◆ **TO DO**: Extract, from the records beneath this instruction, each line that contains the word "target".

◆ **DATA EXTRACTS**:
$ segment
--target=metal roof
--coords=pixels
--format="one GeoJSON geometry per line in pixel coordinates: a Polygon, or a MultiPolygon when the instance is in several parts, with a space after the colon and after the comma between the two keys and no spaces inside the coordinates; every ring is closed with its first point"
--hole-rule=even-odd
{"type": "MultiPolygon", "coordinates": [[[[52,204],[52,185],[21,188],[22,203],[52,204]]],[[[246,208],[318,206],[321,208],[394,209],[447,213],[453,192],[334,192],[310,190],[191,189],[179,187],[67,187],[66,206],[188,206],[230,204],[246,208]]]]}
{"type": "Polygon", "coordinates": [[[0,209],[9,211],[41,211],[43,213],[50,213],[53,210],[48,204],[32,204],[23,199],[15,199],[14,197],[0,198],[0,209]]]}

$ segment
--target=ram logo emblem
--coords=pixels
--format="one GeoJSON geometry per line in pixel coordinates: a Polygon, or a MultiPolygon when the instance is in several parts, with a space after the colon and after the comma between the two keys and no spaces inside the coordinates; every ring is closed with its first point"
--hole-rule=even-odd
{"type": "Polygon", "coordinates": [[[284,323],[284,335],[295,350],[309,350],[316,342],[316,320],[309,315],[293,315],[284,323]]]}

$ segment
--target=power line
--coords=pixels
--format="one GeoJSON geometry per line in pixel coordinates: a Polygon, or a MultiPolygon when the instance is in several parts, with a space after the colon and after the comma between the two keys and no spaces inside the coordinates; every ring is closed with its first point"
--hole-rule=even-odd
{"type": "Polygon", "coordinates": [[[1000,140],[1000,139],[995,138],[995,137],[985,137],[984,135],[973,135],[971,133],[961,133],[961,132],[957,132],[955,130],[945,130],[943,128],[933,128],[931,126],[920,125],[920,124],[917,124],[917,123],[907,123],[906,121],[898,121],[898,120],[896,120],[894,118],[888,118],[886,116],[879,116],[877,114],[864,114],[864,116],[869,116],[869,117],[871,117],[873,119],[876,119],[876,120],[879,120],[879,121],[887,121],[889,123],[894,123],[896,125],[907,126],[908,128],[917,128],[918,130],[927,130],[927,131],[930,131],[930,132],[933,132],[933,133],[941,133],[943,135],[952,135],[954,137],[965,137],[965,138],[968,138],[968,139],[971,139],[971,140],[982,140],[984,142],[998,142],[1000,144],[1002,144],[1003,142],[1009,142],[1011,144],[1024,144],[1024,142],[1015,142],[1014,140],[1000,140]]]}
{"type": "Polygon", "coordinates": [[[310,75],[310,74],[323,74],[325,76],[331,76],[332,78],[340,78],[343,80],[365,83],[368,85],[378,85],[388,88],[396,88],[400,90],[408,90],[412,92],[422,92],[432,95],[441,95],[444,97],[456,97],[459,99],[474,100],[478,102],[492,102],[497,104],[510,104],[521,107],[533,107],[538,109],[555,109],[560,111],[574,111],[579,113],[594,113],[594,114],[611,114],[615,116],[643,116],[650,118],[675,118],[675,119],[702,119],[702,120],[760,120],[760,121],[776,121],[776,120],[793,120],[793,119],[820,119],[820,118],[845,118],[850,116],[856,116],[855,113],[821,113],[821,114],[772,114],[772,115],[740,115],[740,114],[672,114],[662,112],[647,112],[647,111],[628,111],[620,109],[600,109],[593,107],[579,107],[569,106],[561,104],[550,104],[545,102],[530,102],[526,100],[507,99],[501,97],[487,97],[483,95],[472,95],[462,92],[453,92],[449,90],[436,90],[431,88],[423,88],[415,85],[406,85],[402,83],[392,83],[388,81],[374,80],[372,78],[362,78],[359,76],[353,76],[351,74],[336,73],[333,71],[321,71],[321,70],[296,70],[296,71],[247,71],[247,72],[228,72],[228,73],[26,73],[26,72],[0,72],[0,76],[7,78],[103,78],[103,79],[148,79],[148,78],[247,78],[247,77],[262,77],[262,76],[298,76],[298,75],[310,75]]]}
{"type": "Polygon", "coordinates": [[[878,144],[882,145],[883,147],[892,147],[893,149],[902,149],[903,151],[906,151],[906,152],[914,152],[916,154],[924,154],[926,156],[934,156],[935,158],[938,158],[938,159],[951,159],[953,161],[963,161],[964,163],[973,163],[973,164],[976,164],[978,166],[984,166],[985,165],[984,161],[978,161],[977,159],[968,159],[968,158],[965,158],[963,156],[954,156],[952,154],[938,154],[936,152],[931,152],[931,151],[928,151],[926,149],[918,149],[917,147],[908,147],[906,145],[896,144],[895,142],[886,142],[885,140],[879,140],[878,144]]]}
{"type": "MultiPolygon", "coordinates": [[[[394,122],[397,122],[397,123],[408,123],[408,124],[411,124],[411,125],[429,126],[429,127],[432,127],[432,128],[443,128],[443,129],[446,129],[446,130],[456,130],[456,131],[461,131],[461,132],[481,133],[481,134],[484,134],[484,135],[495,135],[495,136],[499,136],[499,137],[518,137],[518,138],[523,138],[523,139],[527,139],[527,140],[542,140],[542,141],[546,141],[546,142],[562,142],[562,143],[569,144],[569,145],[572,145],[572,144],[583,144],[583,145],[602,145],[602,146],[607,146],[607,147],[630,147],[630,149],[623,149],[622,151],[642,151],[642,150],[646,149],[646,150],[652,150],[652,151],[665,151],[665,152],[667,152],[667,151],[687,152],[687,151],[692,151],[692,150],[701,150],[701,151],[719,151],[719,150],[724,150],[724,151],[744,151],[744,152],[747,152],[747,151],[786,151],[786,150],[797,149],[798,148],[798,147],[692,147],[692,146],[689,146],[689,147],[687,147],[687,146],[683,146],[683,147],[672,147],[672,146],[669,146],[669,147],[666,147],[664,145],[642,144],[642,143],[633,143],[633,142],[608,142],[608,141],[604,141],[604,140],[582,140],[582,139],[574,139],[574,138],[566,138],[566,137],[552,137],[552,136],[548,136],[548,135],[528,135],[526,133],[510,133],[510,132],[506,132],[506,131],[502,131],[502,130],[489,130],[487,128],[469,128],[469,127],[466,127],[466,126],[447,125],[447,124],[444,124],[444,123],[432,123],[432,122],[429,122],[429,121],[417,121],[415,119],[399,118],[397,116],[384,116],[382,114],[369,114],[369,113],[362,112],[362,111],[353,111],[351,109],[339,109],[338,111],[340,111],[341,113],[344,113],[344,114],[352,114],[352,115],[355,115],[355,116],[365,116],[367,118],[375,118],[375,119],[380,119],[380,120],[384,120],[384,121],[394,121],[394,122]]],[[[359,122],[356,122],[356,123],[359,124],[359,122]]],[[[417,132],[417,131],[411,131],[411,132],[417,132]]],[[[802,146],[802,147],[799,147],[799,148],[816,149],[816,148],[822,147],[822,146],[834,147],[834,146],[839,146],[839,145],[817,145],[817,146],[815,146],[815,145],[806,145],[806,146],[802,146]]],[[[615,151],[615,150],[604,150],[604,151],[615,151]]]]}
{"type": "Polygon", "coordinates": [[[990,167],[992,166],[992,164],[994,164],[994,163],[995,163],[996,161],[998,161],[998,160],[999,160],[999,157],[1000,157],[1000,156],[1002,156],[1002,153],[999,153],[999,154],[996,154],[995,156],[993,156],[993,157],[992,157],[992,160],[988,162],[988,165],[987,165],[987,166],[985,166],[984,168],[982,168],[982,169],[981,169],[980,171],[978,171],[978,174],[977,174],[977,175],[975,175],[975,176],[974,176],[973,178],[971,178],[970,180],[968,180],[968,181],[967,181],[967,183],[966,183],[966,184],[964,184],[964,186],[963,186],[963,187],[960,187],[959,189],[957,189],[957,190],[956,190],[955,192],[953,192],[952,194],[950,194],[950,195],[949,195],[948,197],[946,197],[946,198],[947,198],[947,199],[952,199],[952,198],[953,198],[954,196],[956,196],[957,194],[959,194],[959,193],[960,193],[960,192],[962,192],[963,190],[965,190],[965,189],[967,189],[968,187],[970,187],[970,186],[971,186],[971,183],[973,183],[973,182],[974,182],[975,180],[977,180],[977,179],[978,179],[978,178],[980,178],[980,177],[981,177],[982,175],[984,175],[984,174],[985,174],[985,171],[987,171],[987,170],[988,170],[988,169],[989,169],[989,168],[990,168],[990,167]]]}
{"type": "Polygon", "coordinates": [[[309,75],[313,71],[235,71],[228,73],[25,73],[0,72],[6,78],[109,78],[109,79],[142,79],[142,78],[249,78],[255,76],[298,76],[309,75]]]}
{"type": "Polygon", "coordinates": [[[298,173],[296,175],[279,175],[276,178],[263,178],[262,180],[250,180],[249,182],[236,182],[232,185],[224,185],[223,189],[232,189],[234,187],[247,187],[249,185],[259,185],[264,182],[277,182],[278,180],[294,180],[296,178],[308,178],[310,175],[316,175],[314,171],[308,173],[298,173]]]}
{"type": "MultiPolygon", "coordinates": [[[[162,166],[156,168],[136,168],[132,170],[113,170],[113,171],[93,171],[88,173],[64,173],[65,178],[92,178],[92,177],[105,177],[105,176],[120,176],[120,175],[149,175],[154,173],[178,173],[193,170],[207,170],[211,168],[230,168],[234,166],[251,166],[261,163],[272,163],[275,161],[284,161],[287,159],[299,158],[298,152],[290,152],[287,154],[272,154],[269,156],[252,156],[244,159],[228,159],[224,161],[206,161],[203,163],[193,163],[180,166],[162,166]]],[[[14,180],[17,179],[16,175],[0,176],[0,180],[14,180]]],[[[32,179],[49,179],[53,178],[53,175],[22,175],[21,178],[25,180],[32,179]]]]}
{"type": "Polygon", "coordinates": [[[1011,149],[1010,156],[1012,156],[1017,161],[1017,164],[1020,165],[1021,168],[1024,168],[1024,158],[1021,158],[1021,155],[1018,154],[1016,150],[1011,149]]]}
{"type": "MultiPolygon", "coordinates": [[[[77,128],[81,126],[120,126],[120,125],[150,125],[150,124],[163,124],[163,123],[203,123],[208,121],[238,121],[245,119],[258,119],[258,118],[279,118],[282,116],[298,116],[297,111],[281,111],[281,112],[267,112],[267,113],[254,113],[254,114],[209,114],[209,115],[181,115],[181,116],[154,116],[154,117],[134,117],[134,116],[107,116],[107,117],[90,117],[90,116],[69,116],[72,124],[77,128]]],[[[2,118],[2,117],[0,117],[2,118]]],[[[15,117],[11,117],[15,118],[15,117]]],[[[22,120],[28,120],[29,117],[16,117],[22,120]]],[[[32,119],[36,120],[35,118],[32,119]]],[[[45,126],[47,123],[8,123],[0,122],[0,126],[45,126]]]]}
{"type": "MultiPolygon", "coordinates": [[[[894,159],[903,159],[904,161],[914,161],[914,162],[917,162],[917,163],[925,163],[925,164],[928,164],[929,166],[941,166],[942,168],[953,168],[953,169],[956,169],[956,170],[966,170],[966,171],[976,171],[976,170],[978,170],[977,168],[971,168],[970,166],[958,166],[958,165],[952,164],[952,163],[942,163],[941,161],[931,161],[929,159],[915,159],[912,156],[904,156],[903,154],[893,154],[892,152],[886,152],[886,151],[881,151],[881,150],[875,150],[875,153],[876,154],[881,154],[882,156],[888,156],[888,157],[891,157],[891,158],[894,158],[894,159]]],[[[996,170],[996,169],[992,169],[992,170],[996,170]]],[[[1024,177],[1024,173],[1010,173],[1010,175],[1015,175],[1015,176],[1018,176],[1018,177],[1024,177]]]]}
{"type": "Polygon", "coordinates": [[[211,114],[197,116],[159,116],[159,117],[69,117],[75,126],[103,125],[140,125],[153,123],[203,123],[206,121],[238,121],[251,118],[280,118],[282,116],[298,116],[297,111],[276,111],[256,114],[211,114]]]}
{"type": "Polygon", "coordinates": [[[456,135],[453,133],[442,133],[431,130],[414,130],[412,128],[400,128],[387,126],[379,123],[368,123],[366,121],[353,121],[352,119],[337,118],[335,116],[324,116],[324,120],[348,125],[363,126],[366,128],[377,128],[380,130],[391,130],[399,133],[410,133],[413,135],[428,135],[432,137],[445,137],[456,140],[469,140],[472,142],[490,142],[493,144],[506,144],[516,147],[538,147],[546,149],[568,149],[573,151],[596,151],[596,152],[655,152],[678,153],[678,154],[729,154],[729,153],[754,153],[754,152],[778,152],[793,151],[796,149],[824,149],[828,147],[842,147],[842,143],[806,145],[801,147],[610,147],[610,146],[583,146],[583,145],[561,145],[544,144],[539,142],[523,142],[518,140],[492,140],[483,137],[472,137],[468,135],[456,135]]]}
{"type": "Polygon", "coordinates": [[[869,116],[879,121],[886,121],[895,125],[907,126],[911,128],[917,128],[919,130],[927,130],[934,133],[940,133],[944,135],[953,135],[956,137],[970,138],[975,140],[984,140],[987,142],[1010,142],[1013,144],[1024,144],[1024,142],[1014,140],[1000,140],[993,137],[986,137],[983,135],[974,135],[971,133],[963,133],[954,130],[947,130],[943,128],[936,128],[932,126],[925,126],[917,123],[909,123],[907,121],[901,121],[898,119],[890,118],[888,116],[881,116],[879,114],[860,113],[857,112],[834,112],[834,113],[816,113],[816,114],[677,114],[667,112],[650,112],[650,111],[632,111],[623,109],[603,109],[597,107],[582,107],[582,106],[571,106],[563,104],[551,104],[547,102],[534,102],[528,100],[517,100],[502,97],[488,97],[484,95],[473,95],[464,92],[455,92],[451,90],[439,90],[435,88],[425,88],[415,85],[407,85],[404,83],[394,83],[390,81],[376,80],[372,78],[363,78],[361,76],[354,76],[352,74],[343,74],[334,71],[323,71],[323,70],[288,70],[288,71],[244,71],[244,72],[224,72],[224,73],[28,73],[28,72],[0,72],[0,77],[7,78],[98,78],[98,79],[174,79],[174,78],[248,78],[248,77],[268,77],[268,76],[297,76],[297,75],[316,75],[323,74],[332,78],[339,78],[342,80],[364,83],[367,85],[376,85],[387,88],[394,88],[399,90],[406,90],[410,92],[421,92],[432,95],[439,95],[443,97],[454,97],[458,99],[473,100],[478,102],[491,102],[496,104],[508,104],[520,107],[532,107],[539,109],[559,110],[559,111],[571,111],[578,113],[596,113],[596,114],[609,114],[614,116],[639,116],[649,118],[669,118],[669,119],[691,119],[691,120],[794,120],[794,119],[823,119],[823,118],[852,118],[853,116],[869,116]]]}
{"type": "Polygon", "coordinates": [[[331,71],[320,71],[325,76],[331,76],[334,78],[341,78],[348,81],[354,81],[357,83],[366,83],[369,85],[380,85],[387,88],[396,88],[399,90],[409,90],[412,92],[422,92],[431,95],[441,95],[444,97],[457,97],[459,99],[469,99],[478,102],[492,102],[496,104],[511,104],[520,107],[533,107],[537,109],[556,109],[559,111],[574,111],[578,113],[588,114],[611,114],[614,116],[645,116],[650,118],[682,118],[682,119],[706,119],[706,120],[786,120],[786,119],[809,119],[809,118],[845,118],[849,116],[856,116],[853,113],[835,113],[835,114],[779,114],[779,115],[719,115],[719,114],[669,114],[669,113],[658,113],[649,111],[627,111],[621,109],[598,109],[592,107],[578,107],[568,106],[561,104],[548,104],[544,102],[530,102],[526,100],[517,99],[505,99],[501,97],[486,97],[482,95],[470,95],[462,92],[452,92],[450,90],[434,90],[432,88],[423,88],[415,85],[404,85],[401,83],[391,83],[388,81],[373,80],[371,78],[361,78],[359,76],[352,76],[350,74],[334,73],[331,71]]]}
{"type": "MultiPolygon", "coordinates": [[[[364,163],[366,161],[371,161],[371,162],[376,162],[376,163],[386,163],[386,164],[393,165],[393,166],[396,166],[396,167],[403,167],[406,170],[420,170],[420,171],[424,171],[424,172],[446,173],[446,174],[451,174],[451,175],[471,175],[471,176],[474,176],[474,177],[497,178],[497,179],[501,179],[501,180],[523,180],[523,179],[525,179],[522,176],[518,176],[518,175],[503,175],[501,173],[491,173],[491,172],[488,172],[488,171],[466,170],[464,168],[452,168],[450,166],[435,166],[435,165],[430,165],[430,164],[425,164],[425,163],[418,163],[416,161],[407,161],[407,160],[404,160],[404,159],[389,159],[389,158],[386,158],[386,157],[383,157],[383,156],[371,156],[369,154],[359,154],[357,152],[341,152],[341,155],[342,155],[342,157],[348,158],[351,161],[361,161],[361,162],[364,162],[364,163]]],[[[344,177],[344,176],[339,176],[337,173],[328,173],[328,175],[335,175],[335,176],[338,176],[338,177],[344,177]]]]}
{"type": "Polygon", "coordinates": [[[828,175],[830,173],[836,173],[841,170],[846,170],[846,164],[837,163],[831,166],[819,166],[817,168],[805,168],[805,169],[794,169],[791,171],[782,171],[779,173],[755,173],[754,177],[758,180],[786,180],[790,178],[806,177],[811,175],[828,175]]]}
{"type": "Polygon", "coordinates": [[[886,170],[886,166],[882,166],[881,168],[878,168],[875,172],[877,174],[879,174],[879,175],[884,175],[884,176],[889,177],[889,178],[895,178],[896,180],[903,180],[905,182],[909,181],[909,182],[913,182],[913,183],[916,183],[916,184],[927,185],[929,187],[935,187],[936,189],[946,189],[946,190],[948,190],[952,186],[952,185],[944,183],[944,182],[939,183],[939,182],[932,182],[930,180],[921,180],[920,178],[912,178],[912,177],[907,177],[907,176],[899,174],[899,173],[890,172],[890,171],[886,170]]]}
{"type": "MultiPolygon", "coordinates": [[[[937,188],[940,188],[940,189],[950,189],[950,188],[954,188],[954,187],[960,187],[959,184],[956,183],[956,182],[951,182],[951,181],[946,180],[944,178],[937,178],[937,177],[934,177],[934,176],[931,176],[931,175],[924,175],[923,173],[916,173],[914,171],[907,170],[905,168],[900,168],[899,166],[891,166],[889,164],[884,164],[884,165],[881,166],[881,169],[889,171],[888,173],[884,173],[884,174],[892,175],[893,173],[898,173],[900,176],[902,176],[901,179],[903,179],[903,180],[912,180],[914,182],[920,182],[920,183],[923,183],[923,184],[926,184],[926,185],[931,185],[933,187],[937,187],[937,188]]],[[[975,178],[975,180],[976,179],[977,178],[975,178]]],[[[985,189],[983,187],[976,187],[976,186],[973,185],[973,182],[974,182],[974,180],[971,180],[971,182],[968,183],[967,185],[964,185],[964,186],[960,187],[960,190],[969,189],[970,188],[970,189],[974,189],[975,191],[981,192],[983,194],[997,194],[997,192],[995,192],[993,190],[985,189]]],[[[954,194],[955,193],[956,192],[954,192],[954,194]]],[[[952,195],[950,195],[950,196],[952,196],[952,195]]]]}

◆ **SOLVED PROBLEM**:
--target=metal roof
--target=ram logo emblem
--target=power line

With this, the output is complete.